* _GOAL OF THE EXERCISE_
I need the records below retyped exactly.

+ + + +

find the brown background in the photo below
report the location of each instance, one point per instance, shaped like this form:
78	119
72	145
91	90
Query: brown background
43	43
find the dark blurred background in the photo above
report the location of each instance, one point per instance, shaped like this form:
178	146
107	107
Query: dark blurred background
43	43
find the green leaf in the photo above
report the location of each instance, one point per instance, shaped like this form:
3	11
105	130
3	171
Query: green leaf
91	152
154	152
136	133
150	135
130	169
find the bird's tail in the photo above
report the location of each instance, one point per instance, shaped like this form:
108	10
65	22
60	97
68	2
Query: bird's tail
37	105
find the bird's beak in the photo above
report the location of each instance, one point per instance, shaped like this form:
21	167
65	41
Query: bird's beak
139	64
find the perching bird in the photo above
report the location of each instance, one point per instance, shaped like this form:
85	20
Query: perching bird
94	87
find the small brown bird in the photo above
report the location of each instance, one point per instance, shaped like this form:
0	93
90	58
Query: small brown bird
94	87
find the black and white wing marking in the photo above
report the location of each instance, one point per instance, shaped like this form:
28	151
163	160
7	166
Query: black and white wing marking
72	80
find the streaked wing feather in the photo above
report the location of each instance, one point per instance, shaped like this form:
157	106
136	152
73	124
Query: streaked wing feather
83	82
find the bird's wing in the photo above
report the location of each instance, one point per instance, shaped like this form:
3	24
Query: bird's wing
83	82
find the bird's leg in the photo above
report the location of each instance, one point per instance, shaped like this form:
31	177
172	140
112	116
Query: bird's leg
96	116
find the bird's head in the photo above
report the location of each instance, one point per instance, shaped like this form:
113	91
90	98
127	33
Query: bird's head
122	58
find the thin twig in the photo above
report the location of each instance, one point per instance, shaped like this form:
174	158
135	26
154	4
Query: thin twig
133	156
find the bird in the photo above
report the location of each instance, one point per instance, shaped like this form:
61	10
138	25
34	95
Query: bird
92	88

+ + + +

* _SOLUTION FOR THIS EXERCISE_
find the brown background in the photo below
report the location of each instance, one point per instance, shaped like this form:
78	119
72	145
91	90
Query: brown background
43	43
find the dark blurred background in the photo above
report the location of each instance, one point per instance, shaped like this form:
178	146
107	107
Query: dark blurred background
43	43
find the green leaf in the photo above
report the location of each instance, one point per instance, shaped like this form:
3	11
105	130
3	171
Query: green leaf
91	152
154	152
136	133
150	135
130	169
find the bird's tail in the photo above
report the location of each instance, one point per instance, shaped like this form:
108	10
65	22
60	97
68	2
Query: bird's tail
37	105
find the bird's beak in the photo above
report the location of each instance, one point per instance, shaped like this form:
21	167
65	41
Query: bird's beak
139	64
find the perching bird in the photo above
report the location of each instance, one point per instance, shaped like this form:
85	20
Query: perching bird
94	87
find the small brown bird in the photo above
report the location of each instance, one point per instance, shaped like this form:
0	93
90	58
Query: small brown bird
94	87
find the black and white wing marking in the photo above
report the location of each instance, one point per instance, shaped like this form:
28	151
163	160
7	166
Query: black and white wing marking
72	80
find the streaked wing feather in the photo above
report the location of each instance, one point per instance, shaped like this form:
157	106
136	152
73	124
Query: streaked wing feather
83	82
find the bird's wing in the photo above
report the location of each instance, one point per instance, shaped like this form:
3	24
Query: bird's wing
83	82
find the bird's leg in the photo above
report the location of each instance, one point per instance, shaped like this form:
31	177
172	140
112	116
Query: bird's leg
96	116
find the bird's head in the photo above
report the location of each instance, one point per instance, shaped like this form:
113	91
90	98
127	33
Query: bird's head
122	58
find the thin twig in the photo above
report the location of each instance, one point per instance, shaped like this form:
174	158
135	26
154	4
Query: thin twig
133	156
find the bird in the photo above
report the location of each instance, one point per instance, shaped like this form:
61	10
138	25
34	95
Query: bird
92	88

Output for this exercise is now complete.